» **Task directions**
Quote the following dinner-table essay about the best job ever held, in full and word for word.

» **Text excerpt**
□ □ □
The best job I ever had…

We were sitting around the dining table, dinner over, really, but still chatting. I threw into the discussion a theme I had been talking about with my driving son on a recent Saturday. My companions are used to me doing this sort of thing.

‘What’s the best job you ever had?’

They looked at each other. One is a retired graphic artist, another is a retired gas fitter, a third is a former Treasury guy, and the fifth is a former Army officer, and he spoke first. He’d only really had one job, in the army, and he’d enjoyed it, rising to the most senior position in his area. The gas fitter, an immigrant from Serbia, had done all sorts of things, but the occupation that most satisfied him was his stint as a gas fitter. The artist enjoyed most the time when he had a job as a cleaner, when he had formed himself into a company. The man from Treasury occupied a significant role in that powerful place. They waited for my contribution, which was when I was a young academic researcher, able to do pretty well whatever I chose to do, and paid reasonably to do it. Indeed, I’d never had a real income before, so I was in a sort of heaven, doing what I wanted to do, not subject to supervision of any kind (I had to produce, but that was not a problem in my case), and paid a decent salary.
□ □ □
Dataset excerpt
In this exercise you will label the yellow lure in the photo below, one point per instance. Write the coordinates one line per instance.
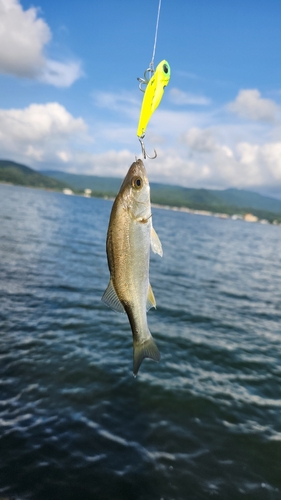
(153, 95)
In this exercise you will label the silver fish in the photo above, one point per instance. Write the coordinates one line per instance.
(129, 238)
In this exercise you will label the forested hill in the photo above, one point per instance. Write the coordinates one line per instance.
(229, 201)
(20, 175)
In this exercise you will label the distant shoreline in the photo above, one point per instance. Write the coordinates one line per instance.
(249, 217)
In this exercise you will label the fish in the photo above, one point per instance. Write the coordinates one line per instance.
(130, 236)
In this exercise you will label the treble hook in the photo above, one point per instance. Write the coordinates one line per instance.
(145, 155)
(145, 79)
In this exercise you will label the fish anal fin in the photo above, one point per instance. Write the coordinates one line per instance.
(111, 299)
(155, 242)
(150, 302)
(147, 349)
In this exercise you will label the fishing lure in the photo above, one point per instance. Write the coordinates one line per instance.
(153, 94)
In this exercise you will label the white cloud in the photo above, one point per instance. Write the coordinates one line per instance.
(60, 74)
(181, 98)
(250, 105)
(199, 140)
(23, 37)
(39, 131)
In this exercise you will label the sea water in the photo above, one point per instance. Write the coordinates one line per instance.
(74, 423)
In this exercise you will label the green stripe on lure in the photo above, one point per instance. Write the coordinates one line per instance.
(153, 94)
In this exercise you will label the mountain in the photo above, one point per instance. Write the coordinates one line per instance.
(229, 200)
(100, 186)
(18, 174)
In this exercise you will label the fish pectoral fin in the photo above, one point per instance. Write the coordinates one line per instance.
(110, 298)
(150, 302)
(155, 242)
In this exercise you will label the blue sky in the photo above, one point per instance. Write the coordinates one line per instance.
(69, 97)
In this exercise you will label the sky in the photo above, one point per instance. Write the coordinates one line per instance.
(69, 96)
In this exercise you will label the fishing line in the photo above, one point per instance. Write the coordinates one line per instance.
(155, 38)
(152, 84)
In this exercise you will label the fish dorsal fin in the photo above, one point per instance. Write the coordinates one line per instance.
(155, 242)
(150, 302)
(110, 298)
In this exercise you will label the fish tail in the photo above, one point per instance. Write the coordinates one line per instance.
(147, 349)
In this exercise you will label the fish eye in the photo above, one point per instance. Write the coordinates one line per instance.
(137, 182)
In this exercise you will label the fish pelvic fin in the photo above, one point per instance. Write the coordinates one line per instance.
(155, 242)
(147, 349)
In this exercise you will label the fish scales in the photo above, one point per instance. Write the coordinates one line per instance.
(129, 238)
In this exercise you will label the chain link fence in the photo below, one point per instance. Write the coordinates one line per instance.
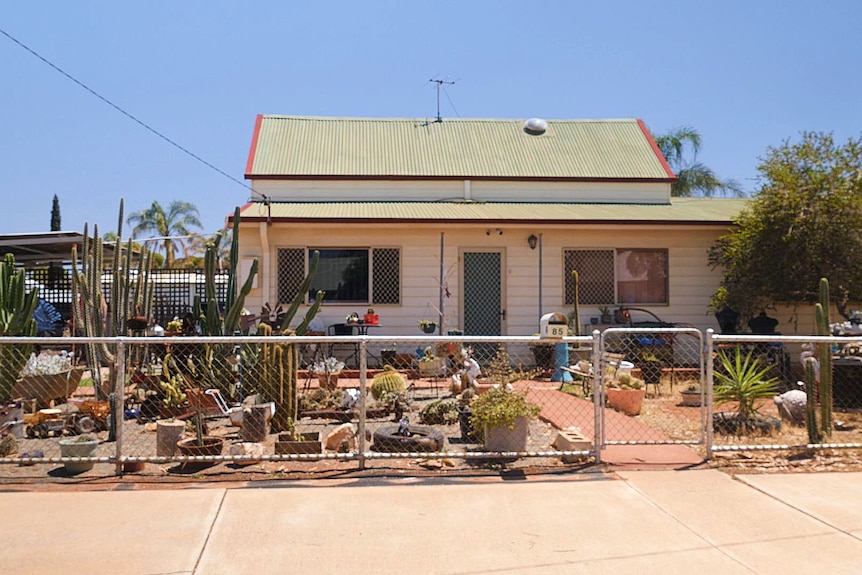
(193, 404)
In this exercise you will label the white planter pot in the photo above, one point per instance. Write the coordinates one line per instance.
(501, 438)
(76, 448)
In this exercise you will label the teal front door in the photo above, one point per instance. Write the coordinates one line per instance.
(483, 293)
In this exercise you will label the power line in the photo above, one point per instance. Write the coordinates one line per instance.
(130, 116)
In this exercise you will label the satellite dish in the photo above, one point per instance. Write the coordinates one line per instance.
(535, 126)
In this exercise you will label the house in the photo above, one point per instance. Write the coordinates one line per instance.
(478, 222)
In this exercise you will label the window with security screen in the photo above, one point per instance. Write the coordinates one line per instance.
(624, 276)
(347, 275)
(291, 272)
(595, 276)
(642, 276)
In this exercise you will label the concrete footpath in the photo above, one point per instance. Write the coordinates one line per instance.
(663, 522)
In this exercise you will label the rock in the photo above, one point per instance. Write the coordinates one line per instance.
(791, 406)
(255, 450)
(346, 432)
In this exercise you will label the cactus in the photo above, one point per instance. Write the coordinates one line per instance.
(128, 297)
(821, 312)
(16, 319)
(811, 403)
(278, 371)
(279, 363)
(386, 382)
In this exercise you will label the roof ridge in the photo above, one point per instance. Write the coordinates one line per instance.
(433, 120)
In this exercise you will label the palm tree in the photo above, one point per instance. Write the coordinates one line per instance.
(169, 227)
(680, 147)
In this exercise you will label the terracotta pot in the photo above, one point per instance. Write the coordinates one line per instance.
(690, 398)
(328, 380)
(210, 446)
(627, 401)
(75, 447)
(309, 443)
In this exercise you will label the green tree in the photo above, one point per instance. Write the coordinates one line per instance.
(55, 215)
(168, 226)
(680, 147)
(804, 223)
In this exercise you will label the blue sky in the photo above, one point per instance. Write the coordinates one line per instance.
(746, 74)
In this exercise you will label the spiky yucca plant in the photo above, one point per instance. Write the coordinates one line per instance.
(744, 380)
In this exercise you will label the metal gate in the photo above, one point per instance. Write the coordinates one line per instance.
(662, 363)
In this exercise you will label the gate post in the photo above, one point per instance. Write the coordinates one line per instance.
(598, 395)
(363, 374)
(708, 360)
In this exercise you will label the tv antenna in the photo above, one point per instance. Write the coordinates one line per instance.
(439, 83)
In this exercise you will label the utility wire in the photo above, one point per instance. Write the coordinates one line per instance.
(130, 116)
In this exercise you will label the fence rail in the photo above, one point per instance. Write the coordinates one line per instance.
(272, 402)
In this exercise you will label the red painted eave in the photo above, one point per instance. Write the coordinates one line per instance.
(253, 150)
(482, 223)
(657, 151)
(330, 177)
□ □ □
» **Answer to this problem**
The best job I ever had…

We were sitting around the dining table, dinner over, really, but still chatting. I threw into the discussion a theme I had been talking about with my driving son on a recent Saturday. My companions are used to me doing this sort of thing.

‘What’s the best job you ever had?’

They looked at each other. One is a retired graphic artist, another is a retired gas fitter, a third is a former Treasury guy, and the fifth is a former Army officer, and he spoke first. He’d only really had one job, in the army, and he’d enjoyed it, rising to the most senior position in his area. The gas fitter, an immigrant from Serbia, had done all sorts of things, but the occupation that most satisfied him was his stint as a gas fitter. The artist enjoyed most the time when he had a job as a cleaner, when he had formed himself into a company. The man from Treasury occupied a significant role in that powerful place. They waited for my contribution, which was when I was a young academic researcher, able to do pretty well whatever I chose to do, and paid reasonably to do it. Indeed, I’d never had a real income before, so I was in a sort of heaven, doing what I wanted to do, not subject to supervision of any kind (I had to produce, but that was not a problem in my case), and paid a decent salary.